◆ GIVEN PROBLEM
Extract every line of the entries below that contains the word "paving", matching case exactly.

## Begin RECORDS FOR THIS TASK

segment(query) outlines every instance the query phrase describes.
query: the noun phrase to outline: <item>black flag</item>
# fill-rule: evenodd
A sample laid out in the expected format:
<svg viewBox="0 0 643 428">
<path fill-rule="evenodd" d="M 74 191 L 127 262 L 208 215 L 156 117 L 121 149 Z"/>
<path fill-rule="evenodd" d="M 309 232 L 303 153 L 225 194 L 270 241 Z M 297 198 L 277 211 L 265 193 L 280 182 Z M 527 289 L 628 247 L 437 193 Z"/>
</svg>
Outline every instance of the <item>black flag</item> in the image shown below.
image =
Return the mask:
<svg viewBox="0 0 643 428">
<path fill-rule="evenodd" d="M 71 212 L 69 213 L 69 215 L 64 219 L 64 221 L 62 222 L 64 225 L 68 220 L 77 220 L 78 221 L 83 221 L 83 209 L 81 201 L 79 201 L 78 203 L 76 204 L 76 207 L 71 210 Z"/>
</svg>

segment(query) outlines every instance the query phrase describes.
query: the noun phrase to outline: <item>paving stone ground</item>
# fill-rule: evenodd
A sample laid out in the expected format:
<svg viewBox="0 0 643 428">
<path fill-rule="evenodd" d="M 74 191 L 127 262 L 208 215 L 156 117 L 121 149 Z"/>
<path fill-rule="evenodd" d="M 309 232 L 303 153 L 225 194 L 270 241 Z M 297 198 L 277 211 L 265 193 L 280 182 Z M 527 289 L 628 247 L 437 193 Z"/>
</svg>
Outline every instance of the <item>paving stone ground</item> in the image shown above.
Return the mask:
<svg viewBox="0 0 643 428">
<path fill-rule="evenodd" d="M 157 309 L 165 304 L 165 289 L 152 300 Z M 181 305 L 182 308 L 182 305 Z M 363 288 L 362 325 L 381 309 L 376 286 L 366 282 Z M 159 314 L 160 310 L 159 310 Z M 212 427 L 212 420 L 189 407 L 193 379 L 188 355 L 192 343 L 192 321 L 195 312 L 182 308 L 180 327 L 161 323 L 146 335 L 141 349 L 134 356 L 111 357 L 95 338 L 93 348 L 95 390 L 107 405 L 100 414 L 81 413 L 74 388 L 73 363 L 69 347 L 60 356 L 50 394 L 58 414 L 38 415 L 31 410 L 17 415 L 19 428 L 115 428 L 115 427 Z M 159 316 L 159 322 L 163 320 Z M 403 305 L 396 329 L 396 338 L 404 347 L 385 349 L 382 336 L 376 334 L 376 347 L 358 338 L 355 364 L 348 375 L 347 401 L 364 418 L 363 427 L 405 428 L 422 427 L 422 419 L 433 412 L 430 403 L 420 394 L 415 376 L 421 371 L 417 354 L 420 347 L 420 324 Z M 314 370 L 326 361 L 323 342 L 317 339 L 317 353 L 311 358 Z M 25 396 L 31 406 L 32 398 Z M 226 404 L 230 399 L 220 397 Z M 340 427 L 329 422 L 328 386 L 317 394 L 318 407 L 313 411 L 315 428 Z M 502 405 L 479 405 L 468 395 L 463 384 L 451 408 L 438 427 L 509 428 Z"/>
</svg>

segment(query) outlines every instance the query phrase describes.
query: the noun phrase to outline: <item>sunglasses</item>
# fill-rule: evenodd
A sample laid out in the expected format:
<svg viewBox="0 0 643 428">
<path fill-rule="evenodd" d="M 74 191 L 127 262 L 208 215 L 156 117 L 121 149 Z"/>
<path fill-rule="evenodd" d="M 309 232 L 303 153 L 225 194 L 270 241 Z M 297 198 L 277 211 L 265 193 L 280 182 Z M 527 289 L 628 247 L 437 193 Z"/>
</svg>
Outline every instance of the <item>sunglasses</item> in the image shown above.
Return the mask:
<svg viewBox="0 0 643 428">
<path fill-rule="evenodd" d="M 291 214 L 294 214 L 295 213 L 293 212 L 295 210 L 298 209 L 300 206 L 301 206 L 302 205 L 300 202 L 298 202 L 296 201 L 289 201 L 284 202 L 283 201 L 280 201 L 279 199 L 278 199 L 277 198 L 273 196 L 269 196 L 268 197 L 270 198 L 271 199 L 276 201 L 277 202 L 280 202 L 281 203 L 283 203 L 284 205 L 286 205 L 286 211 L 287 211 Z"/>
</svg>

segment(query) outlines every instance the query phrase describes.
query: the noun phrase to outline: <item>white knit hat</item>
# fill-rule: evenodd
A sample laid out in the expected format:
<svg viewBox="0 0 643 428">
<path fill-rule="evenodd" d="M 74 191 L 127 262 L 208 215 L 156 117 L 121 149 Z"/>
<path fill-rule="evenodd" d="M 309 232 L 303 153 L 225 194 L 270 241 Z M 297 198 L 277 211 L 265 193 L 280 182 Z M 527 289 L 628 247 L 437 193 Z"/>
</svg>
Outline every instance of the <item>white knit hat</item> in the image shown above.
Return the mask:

## End RECORDS FOR THIS TASK

◆ RESPONSE TO THIS EXERCISE
query: the noun phrase to outline: <item>paving stone ground</item>
Outline every instance of the <item>paving stone ground</item> in the image shown above.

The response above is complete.